A letter-for-letter copy of the listing is required, with no pictures in it.

______________________________

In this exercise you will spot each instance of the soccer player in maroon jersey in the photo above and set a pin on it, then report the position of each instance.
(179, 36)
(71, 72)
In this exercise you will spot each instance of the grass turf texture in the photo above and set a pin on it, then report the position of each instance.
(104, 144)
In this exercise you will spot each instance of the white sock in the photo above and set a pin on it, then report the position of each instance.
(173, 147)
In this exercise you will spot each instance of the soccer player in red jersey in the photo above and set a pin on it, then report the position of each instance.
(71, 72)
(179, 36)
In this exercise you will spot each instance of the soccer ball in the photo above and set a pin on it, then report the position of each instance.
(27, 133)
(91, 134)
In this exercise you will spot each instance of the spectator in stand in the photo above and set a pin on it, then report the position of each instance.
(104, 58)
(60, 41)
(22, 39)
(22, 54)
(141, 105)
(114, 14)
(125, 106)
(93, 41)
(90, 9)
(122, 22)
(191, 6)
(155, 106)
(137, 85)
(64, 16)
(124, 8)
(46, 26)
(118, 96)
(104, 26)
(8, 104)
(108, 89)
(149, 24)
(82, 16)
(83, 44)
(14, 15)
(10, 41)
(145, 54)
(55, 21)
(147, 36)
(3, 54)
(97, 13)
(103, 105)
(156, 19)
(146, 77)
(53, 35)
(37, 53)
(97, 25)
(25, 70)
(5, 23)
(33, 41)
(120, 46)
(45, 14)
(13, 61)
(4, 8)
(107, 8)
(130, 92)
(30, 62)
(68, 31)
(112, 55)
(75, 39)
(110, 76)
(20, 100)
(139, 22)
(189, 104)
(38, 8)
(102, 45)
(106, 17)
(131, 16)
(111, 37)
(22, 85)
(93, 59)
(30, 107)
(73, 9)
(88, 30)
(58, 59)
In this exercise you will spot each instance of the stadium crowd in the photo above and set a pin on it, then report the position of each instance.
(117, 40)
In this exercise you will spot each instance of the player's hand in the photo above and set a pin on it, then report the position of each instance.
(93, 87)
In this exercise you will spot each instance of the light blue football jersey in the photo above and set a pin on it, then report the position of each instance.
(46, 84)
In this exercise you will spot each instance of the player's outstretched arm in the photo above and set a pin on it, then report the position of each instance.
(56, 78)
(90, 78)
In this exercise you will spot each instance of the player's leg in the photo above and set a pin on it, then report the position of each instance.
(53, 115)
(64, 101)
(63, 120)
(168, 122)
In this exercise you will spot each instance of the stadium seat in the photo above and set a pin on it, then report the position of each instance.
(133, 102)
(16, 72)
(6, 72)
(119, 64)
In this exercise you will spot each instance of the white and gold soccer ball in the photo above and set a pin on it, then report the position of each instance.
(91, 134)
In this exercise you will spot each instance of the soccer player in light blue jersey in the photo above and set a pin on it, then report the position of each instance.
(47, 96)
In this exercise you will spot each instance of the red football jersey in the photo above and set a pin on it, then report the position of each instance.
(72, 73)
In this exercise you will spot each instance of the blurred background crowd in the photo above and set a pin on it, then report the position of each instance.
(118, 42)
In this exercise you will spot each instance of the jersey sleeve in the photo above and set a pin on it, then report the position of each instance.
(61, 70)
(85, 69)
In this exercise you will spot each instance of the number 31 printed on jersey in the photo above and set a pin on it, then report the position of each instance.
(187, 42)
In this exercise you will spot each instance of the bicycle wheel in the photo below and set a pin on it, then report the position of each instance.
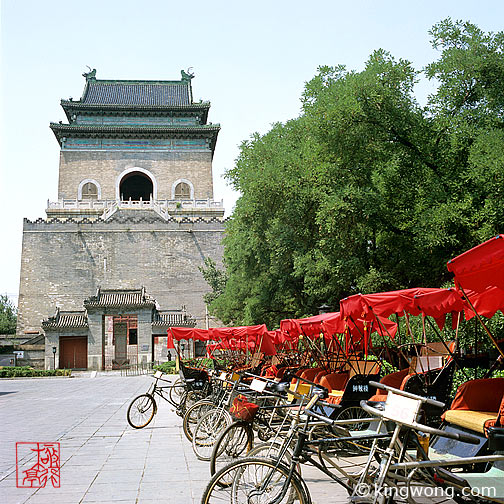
(207, 430)
(176, 391)
(192, 398)
(234, 441)
(271, 450)
(141, 411)
(192, 416)
(255, 481)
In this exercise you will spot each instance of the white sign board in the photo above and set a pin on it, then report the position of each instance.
(401, 409)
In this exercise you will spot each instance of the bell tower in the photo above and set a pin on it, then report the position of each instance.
(135, 145)
(116, 260)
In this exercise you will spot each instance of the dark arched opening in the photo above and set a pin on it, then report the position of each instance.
(136, 185)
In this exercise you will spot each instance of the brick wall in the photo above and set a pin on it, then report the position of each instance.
(106, 168)
(64, 263)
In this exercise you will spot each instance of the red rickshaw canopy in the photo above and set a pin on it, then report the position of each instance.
(480, 267)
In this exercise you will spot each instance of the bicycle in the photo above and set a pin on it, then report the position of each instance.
(142, 408)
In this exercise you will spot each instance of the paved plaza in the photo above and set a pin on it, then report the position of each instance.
(103, 459)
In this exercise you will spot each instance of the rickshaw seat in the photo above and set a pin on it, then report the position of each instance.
(311, 373)
(392, 380)
(362, 367)
(473, 420)
(484, 394)
(478, 404)
(335, 381)
(319, 376)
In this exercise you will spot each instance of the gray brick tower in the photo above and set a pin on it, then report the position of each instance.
(115, 262)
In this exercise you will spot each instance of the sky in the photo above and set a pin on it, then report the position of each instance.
(251, 60)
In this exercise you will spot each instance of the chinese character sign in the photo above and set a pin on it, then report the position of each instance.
(37, 465)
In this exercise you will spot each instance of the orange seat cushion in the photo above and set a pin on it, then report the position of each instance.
(334, 381)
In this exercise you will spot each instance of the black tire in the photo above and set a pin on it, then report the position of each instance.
(177, 391)
(141, 411)
(192, 416)
(207, 430)
(235, 441)
(255, 480)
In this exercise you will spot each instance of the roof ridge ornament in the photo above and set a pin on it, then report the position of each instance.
(91, 75)
(187, 76)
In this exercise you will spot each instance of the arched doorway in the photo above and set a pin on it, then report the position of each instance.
(135, 186)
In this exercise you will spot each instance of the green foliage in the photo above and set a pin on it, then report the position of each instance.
(215, 278)
(8, 316)
(367, 190)
(167, 367)
(27, 371)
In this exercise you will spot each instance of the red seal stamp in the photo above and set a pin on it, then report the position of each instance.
(37, 465)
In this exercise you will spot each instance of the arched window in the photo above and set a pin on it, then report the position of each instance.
(89, 191)
(182, 191)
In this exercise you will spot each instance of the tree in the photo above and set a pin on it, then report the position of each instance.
(367, 190)
(8, 317)
(215, 278)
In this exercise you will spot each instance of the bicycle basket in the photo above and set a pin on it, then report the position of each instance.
(242, 409)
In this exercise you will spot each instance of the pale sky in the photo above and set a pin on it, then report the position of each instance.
(250, 59)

______________________________

**RESPONSE TO THE TASK**
In this exercise you will spot each instance of the soccer player in maroon jersey in the photo above and set a pin on it, then report the position of each instance.
(179, 36)
(71, 72)
In this exercise you will spot each instance of the grass turf texture in the photo above and set a pin on it, then report the position of each instance.
(104, 144)
In this exercise you will spot each instance of the white sock in the photo above and set a pin on it, then report the position of each instance.
(173, 147)
In this exercise you will spot each instance of the soccer player in red jersey in the photo above and set a pin on it, then report the position of each instance.
(71, 72)
(179, 36)
In this exercise you will spot each instance of the soccer ball in the photo above and set a pin on it, then report the position of each instance.
(27, 133)
(91, 134)
In this exercise you will spot each instance of the spectator in stand in the photo above and set a pin on it, then report the position of each instance.
(104, 58)
(60, 41)
(22, 39)
(22, 54)
(141, 105)
(114, 14)
(125, 106)
(93, 41)
(90, 9)
(122, 22)
(191, 6)
(155, 106)
(137, 85)
(64, 16)
(124, 8)
(46, 26)
(118, 96)
(104, 26)
(8, 104)
(108, 89)
(149, 24)
(82, 16)
(83, 44)
(14, 15)
(10, 41)
(145, 54)
(55, 21)
(147, 36)
(3, 54)
(97, 13)
(103, 105)
(156, 19)
(146, 77)
(53, 35)
(37, 53)
(97, 25)
(25, 70)
(5, 23)
(33, 41)
(120, 46)
(45, 14)
(13, 61)
(4, 8)
(107, 8)
(130, 92)
(30, 62)
(68, 31)
(112, 55)
(75, 39)
(110, 76)
(20, 100)
(139, 22)
(189, 104)
(38, 8)
(102, 45)
(106, 17)
(131, 16)
(111, 37)
(22, 85)
(93, 59)
(30, 107)
(73, 9)
(88, 30)
(58, 59)
In this exercise you will spot each instance of the stadium crowd in the photo above and set a pin on it, then report the position of each instance.
(117, 40)
In this exercise you will spot each instance of the player's hand in the photo above and set a pin on it, then report the position of each instance.
(93, 87)
In this exercise you will spot each instance of the light blue football jersey in the photo above and set a pin on it, then report the position of each instance.
(46, 84)
In this exercise you will spot each instance of the player's outstretched arm in the photo above and set a pin on it, then report the position of each instance.
(56, 78)
(90, 78)
In this exercise you will spot each instance of the player's leg in the photo above and set a pin on it, then report the position of each instance.
(53, 115)
(64, 101)
(63, 120)
(168, 122)
In this exercise you will spot each instance of the stadium seat in the photo above and set a pin on it, then report the position of each instance.
(133, 102)
(16, 72)
(6, 72)
(119, 64)
In this exercise you will spot each instance of the white and gold soccer ball in the photo above and set a pin on it, then report the position of each instance.
(91, 134)
In this exercise you will spot each instance of the soccer player in light blue jersey in the photo above and set a pin on it, then report the position of each instance.
(47, 96)
In this exercise you will spot each instance of the red football jersey in the photo above and set a pin on it, then report the position of each instance.
(72, 73)
In this exercise you will spot each instance of the blurred background crowd in the photo above and set a pin on it, then report the position of each instance.
(118, 42)
In this exercise you will spot each instance of the jersey sleeve in the photo above and set a pin on it, then report the position of each instance.
(61, 70)
(85, 69)
In this exercise you will spot each instance of the number 31 printed on jersey in the photo above and set a pin on it, then report the position of each instance.
(187, 42)
In this exercise you will spot each instance of the bicycle wheel in the photo below and set a pin on it, then report the position of each instance.
(207, 430)
(176, 391)
(192, 398)
(234, 441)
(271, 450)
(141, 411)
(192, 416)
(255, 481)
In this exercise you will spot each instance of the white sign board in the photo above and set a pin on it, then report the position of each instance.
(401, 409)
In this exercise you will spot each instance of the bell tower in the photo above and set a pin on it, then report the position of each instance.
(135, 145)
(116, 260)
In this exercise you will spot each instance of the dark arched opening in the photo above and set a pin on it, then report the position of each instance.
(136, 185)
In this exercise you will spot each instance of the brick wall in the photo above and set a pin on it, then report the position of each instance.
(106, 168)
(64, 263)
In this exercise you will spot each instance of the red rickshaw canopy in the photo above and set a pin on it, then report the position of each instance.
(480, 267)
In this exercise you will spot each instance of the bicycle in the photo above and set a pin on it, then report the position of each instance.
(142, 408)
In this exercise you will spot each instance of the paved plaza in the photo above and set a pin on it, then report the position of each instance.
(103, 459)
In this exercise you will spot each instance of the rickshaw seat in the photo above and set a pin on it, then report the position of each instance.
(311, 373)
(392, 380)
(362, 367)
(473, 420)
(484, 394)
(478, 404)
(335, 381)
(319, 376)
In this exercise you will spot each instance of the gray brick tower in the photo above and set a pin on it, then report the position of each instance.
(115, 262)
In this exercise you will spot each instance of the sky in the photo above and set a pin on it, then report the position of each instance.
(251, 60)
In this exercise you will spot each instance of the chinese character sign in the photo above and set a pin on it, then report the position of each instance.
(37, 465)
In this exercise you will spot each instance of the orange seat cushion in the photo above and set a pin on it, then report the position of each instance.
(334, 381)
In this exercise you will spot each instance of the black tire in the photo above and set a pin on it, then report the position of each instance.
(177, 391)
(141, 411)
(192, 416)
(207, 430)
(235, 441)
(255, 480)
In this exercise you will spot each instance of the roof ridge ornament in the photo above and set a pin on it, then report the position of each instance.
(91, 75)
(187, 76)
In this exercise you will spot each instance of the arched doorway in the photo above and set a pin on it, then report the position of each instance.
(135, 186)
In this exercise you will spot each instance of the green foliage in the photo above and set a pin on it, then report the position of each instance.
(215, 278)
(8, 316)
(367, 190)
(167, 367)
(27, 371)
In this exercise you will spot each instance of the red seal stamp in the photo above and set a pin on it, then report the position of each instance.
(37, 465)
In this exercise you will spot each instance of the arched window in the photo above and set a pin on it, then report the position of each instance.
(89, 191)
(182, 191)
In this exercise you will spot each instance of the tree in the photo above and set a pin on it, then report the position of each instance.
(367, 190)
(8, 317)
(215, 278)
In this exercise you will spot each instance of the bicycle basket in the photo above and set a pin on it, then report the position of each instance.
(242, 409)
In this exercise you will spot each instance of the pale sky in the photo above and set a pin on it, then report the position of each instance.
(250, 59)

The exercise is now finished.